■ **Extract**
Oguntokun headed the writing team that adapted Eve Ensler's The Vagina Monologues for Nigeria. The result was V Monologues-The Nigerian Story, which he directed in March 2008 at the National Arts Theatre, Terra Kulture, The Muson Centre (all in Lagos) and at The Women's Development Centre and the Shehu Musa Yar'Adua Centre in Abuja.

Oguntokun created the annual "Season of Soyinka" now approaching its 9th Season.

Oguntokun directed A Season in the Congo by Aimé Césaire for the Lagos State Government / UNESCO-sponsored "Black Heritage Festival" in April 2010; his own play The Waiting Room in the same festival for the 2011 Black Heritage Festival, Marco Martinelli's Moor Harlequin's 22 Misfortunes for the 2012 edition of the festival and his play Oshodi Tapa for the 2013 edition. Oshodi Tapa thereafter became the selected opening play to celebrate Lagos State at 50 years. In the 2015 edition, of the Black Heritage Festival, he was selected to present another of his plays, The Tarzan Monologues.

Oguntokun was selected as part of a British Council-Theatre Directors' Residency/Workshop in the United Kingdom in May 2011. In August 2011 and 2013, he was one of two Nigerians selected as a British Council delegates to the Edinburgh Fringe Festival in Scotland. He selected a production, The Animals and Children took to the Streets by the British performing arts company, 1927, from the Edinburgh Festival Fringe in 2013 and the production was sponsored to Nigeria in November 2011.

Oguntokun directed the Nigerian premiere of Ntozake Shange's play For Colored Girls Who Have Considered Suicide When the Rainbow Is Enuf on 29 and 30 December at the Shell Hall, Muson Centre in Lagos, and on 15 June 2014, at the Eko Convention Centre – Eko Hotel and Suites in collaboration with Flytime Entertainment.

■ **What to do**
Retype the passage on Oguntokun's theater work word for word, beginning with the words "Oguntokun was selected" and stopping after "with Flytime Entertainment.". The records have nothing to do with the passage on Oguntokun's theater work.

■ **Given data**

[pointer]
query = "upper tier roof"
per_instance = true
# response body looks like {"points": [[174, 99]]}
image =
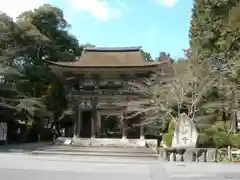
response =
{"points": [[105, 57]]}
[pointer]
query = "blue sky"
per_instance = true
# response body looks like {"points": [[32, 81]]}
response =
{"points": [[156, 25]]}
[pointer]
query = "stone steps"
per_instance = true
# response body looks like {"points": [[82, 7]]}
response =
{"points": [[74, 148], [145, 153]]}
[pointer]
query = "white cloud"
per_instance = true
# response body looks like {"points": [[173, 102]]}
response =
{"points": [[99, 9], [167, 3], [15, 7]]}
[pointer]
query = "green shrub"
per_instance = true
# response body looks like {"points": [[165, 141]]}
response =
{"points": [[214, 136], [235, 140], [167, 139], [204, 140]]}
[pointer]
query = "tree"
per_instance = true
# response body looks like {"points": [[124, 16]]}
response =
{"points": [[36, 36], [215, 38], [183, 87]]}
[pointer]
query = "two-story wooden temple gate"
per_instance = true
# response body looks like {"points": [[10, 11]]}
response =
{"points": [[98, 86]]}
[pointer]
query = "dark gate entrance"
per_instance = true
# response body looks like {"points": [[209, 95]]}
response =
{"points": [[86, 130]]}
...
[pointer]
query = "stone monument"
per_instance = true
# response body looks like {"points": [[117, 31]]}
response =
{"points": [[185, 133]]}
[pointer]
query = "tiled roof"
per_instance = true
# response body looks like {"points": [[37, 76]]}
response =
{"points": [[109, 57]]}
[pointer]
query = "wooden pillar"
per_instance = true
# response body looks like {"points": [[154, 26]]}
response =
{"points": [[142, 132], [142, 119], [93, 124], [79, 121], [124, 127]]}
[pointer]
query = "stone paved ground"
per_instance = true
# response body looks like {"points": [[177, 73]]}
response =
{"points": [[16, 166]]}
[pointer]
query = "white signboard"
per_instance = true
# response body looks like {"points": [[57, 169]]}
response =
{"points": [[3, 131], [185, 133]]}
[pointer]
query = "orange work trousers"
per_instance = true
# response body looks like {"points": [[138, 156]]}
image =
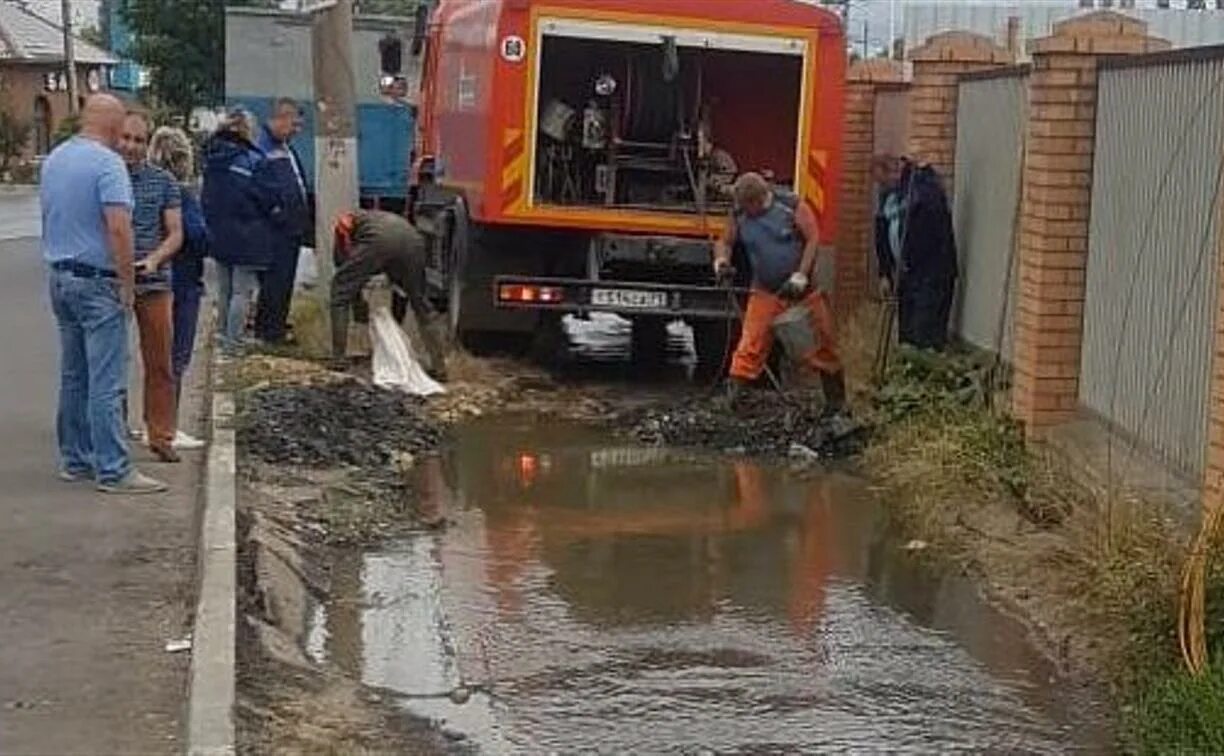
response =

■ **Written answer**
Oguntokun was selected as part of a British Council-Theatre Directors' Residency/Workshop in the United Kingdom in May 2011. In August 2011 and 2013, he was one of two Nigerians selected as a British Council delegates to the Edinburgh Fringe Festival in Scotland. He selected a production, The Animals and Children took to the Streets by the British performing arts company, 1927, from the Edinburgh Festival Fringe in 2013 and the production was sponsored to Nigeria in November 2011.

Oguntokun directed the Nigerian premiere of Ntozake Shange's play For Colored Girls Who Have Considered Suicide When the Rainbow Is Enuf on 29 and 30 December at the Shell Hall, Muson Centre in Lagos, and on 15 June 2014, at the Eko Convention Centre – Eko Hotel and Suites in collaboration with Flytime Entertainment.